## Problem statement
From the line that contains "One point lands on each instance of the red tile" to the final line of the entries below, write out every line exactly as it appears, and nothing else.

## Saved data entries
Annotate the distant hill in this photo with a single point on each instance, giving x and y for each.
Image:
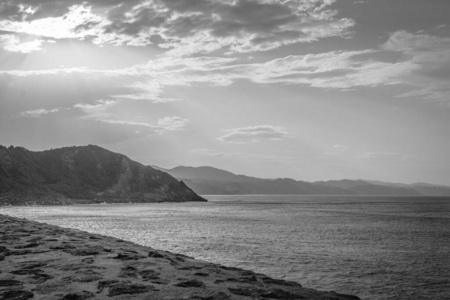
(213, 181)
(87, 174)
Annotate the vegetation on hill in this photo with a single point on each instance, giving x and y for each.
(87, 174)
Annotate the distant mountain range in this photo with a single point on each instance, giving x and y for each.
(87, 174)
(212, 181)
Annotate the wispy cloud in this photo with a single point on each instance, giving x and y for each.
(252, 134)
(38, 112)
(182, 27)
(430, 56)
(12, 43)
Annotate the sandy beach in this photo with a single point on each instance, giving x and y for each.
(41, 261)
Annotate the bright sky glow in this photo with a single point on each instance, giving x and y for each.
(308, 89)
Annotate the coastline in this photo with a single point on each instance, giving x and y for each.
(46, 261)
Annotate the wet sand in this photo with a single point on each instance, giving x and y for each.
(41, 261)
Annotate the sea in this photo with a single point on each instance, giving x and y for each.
(372, 247)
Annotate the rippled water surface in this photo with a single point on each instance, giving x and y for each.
(373, 247)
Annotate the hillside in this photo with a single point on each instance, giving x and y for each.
(87, 174)
(213, 181)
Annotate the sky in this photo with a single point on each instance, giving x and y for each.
(307, 89)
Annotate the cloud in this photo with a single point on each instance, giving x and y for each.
(385, 156)
(11, 43)
(182, 27)
(252, 134)
(430, 56)
(38, 112)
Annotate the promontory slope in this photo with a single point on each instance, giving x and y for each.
(85, 174)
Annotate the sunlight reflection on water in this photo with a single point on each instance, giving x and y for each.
(374, 247)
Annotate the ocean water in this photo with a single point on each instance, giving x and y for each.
(372, 247)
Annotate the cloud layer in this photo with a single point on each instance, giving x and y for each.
(183, 27)
(254, 134)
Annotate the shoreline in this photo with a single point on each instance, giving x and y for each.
(39, 260)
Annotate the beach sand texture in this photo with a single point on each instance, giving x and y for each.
(41, 261)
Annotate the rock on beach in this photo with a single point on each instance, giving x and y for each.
(41, 261)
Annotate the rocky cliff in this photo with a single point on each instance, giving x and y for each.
(87, 174)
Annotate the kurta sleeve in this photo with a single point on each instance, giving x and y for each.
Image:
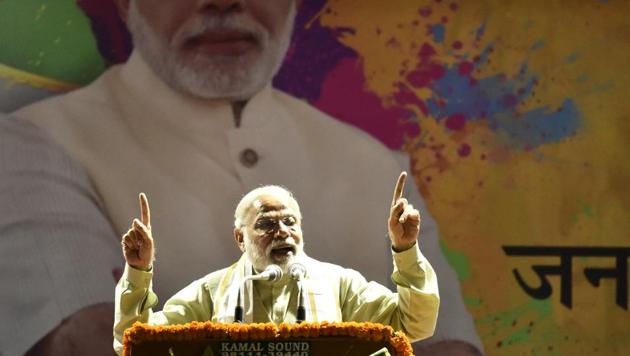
(135, 298)
(58, 251)
(413, 309)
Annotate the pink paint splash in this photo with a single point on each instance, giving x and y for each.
(344, 96)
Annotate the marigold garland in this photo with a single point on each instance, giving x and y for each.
(196, 331)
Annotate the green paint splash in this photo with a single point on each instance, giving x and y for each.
(52, 39)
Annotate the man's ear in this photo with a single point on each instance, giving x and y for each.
(239, 238)
(123, 9)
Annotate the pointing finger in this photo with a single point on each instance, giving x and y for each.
(141, 229)
(400, 185)
(145, 213)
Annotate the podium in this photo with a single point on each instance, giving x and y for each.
(304, 339)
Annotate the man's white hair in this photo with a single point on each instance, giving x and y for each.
(248, 200)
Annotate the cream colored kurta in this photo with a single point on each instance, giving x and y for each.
(132, 133)
(335, 294)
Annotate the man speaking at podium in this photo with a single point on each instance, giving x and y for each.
(268, 230)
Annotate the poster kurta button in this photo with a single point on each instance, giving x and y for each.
(249, 157)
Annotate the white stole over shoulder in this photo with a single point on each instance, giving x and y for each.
(321, 295)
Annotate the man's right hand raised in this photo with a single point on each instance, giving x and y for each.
(137, 243)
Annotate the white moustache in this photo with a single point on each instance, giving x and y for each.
(203, 24)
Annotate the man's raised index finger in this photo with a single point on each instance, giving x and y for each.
(145, 213)
(400, 185)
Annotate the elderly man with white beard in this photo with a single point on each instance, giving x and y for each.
(193, 104)
(268, 230)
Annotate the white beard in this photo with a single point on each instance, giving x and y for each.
(234, 77)
(260, 258)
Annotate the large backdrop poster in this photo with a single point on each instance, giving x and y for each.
(516, 115)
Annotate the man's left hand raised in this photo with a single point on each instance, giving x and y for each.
(404, 219)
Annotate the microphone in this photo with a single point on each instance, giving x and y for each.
(297, 271)
(272, 273)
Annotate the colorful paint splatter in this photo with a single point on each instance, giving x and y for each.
(515, 115)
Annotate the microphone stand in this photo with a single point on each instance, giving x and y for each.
(238, 310)
(301, 312)
(271, 273)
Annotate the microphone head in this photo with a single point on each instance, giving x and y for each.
(273, 273)
(297, 271)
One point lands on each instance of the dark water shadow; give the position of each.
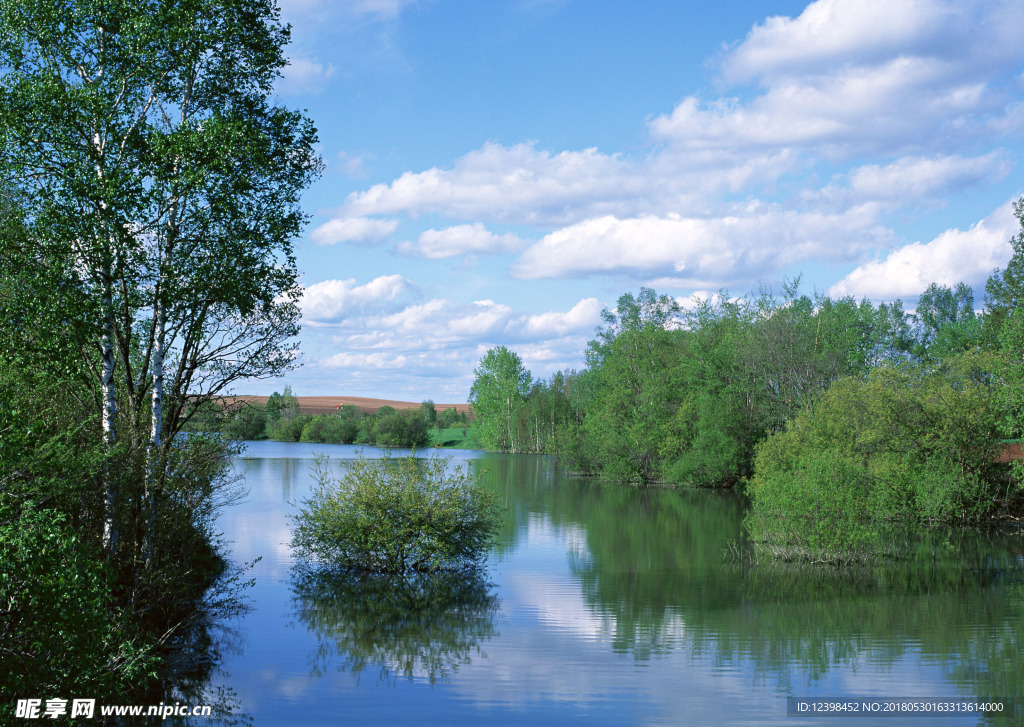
(419, 628)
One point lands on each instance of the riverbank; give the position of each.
(330, 404)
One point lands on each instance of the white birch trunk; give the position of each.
(111, 527)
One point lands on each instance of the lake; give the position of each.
(605, 604)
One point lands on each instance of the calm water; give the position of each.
(605, 604)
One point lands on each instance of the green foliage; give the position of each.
(500, 387)
(59, 633)
(395, 516)
(907, 444)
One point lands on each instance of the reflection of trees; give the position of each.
(651, 562)
(424, 626)
(190, 668)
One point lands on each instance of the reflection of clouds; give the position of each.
(552, 655)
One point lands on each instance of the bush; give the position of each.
(904, 446)
(395, 516)
(58, 632)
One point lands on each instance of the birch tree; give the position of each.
(141, 134)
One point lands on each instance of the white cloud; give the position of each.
(383, 9)
(517, 184)
(439, 339)
(353, 229)
(830, 32)
(849, 76)
(460, 240)
(304, 76)
(909, 177)
(333, 301)
(364, 360)
(584, 315)
(752, 243)
(953, 256)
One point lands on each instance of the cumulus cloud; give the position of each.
(584, 315)
(916, 177)
(353, 229)
(951, 257)
(853, 75)
(304, 76)
(751, 243)
(334, 301)
(460, 240)
(436, 335)
(519, 184)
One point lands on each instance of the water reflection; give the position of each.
(417, 628)
(615, 606)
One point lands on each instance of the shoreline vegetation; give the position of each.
(846, 424)
(150, 200)
(337, 420)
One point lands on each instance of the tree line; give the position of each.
(281, 420)
(787, 393)
(148, 199)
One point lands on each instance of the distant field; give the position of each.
(328, 404)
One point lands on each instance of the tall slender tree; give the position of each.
(141, 135)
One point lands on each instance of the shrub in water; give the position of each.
(395, 515)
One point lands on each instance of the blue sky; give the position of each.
(499, 172)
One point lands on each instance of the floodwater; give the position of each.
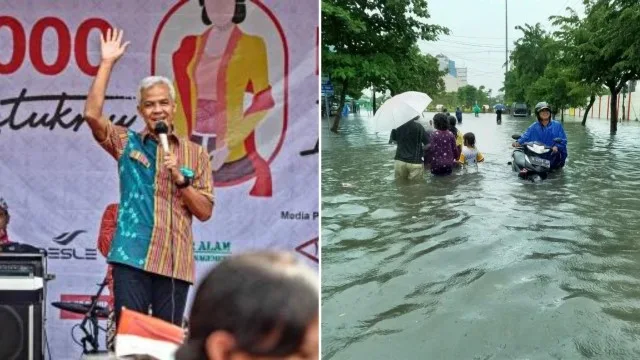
(481, 265)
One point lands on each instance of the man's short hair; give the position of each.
(151, 81)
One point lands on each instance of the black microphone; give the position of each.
(162, 130)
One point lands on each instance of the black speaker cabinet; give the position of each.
(22, 300)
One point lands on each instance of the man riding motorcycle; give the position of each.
(545, 131)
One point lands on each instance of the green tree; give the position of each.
(362, 41)
(416, 72)
(602, 47)
(467, 95)
(530, 57)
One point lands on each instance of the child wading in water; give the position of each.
(470, 155)
(442, 147)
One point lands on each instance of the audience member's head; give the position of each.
(255, 306)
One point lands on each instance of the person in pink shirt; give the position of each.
(4, 221)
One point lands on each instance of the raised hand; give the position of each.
(111, 47)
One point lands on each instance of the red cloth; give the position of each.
(105, 235)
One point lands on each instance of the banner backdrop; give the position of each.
(57, 181)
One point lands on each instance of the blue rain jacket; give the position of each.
(545, 135)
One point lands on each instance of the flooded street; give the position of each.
(481, 265)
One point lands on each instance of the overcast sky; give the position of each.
(477, 39)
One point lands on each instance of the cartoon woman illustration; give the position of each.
(213, 71)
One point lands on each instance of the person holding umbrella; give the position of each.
(459, 115)
(476, 110)
(411, 138)
(499, 109)
(400, 115)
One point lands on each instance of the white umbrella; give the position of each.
(400, 109)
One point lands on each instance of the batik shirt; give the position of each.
(153, 221)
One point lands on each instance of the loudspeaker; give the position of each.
(22, 299)
(21, 332)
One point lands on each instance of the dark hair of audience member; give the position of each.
(258, 298)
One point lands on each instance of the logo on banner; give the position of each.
(65, 252)
(81, 300)
(309, 249)
(229, 61)
(208, 251)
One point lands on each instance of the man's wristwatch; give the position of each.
(188, 178)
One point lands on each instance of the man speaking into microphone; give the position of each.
(165, 180)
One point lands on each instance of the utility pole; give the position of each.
(506, 40)
(506, 47)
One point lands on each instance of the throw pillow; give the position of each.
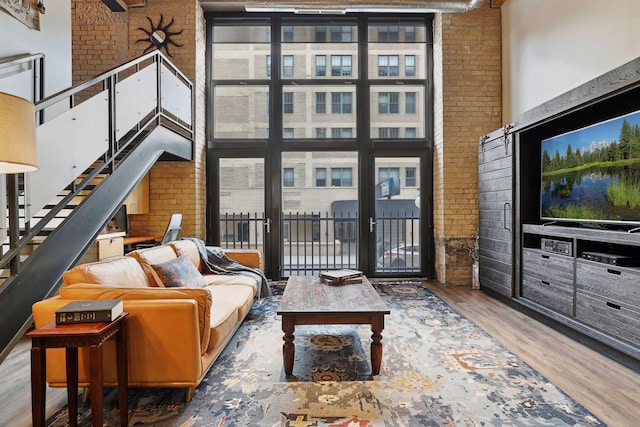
(179, 272)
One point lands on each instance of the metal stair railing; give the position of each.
(85, 134)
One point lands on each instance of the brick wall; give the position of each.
(468, 104)
(103, 40)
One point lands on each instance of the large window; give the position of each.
(388, 65)
(315, 100)
(341, 103)
(341, 177)
(321, 65)
(287, 66)
(389, 103)
(340, 65)
(288, 177)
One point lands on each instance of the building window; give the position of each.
(388, 65)
(321, 65)
(410, 102)
(341, 34)
(410, 65)
(287, 34)
(388, 102)
(388, 132)
(287, 177)
(341, 177)
(321, 102)
(287, 66)
(340, 65)
(410, 177)
(341, 102)
(389, 33)
(287, 105)
(409, 34)
(386, 173)
(321, 177)
(341, 133)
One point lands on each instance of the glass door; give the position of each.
(319, 228)
(396, 223)
(242, 203)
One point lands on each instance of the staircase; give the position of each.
(91, 156)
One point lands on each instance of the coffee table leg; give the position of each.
(377, 325)
(72, 384)
(38, 386)
(288, 349)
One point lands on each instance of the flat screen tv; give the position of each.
(592, 175)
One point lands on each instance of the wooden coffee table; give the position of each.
(311, 301)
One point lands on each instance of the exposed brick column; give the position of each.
(467, 98)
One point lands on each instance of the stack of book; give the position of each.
(89, 311)
(338, 277)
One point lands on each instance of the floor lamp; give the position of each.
(18, 152)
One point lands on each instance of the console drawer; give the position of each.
(547, 279)
(545, 265)
(618, 284)
(617, 319)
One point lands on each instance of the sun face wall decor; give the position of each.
(159, 36)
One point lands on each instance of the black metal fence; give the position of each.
(314, 242)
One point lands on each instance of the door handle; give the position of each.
(505, 218)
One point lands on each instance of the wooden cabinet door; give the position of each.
(495, 199)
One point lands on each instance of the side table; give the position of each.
(70, 337)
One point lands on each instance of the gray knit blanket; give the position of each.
(217, 262)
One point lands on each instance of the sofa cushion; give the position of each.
(202, 297)
(123, 272)
(231, 279)
(179, 273)
(240, 297)
(150, 256)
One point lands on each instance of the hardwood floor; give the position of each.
(605, 387)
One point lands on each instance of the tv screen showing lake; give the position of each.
(593, 173)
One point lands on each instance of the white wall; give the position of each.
(53, 39)
(552, 46)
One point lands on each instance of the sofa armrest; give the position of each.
(247, 257)
(201, 296)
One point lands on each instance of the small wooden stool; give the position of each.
(72, 336)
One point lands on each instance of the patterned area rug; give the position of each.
(438, 369)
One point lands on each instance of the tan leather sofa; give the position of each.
(173, 334)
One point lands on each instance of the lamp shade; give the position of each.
(17, 135)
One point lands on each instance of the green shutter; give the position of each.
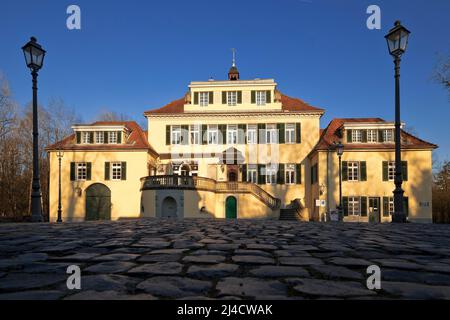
(405, 170)
(364, 206)
(298, 132)
(345, 205)
(72, 171)
(211, 97)
(241, 133)
(244, 172)
(261, 133)
(124, 170)
(385, 171)
(298, 173)
(204, 134)
(167, 135)
(363, 171)
(344, 171)
(107, 170)
(89, 171)
(223, 133)
(281, 132)
(185, 134)
(385, 207)
(280, 174)
(261, 174)
(195, 97)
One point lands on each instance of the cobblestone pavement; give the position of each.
(218, 259)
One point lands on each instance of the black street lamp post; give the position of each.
(59, 155)
(397, 40)
(340, 152)
(34, 57)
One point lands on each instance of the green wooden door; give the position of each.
(98, 202)
(231, 208)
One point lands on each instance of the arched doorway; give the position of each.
(169, 208)
(98, 202)
(231, 208)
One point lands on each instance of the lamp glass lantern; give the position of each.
(397, 39)
(34, 54)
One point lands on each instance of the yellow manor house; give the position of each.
(237, 149)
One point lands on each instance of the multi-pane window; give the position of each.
(176, 135)
(271, 134)
(271, 175)
(388, 135)
(252, 135)
(290, 133)
(353, 171)
(204, 98)
(232, 134)
(116, 171)
(354, 206)
(86, 137)
(99, 137)
(112, 137)
(81, 170)
(391, 170)
(232, 98)
(252, 174)
(260, 98)
(289, 174)
(213, 134)
(372, 135)
(195, 134)
(356, 136)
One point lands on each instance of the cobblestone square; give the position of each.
(223, 259)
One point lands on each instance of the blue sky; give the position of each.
(130, 56)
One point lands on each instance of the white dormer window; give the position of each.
(99, 137)
(232, 98)
(356, 136)
(112, 137)
(261, 98)
(86, 137)
(204, 99)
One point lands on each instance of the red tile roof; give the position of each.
(288, 104)
(330, 135)
(137, 139)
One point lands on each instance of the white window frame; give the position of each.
(175, 135)
(354, 206)
(391, 170)
(232, 98)
(353, 171)
(203, 99)
(81, 171)
(271, 134)
(213, 134)
(290, 133)
(195, 133)
(289, 174)
(232, 134)
(356, 136)
(252, 134)
(85, 137)
(116, 171)
(261, 98)
(99, 137)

## Expected output
One point lands on each instance of the red tile roof; give the position of each.
(288, 104)
(330, 135)
(137, 139)
One point lands on each instance of the white window frame; give the position of each.
(175, 135)
(354, 206)
(391, 170)
(232, 98)
(353, 171)
(203, 99)
(81, 171)
(271, 134)
(213, 134)
(290, 133)
(195, 133)
(289, 174)
(232, 134)
(356, 136)
(252, 134)
(85, 137)
(116, 171)
(261, 98)
(99, 137)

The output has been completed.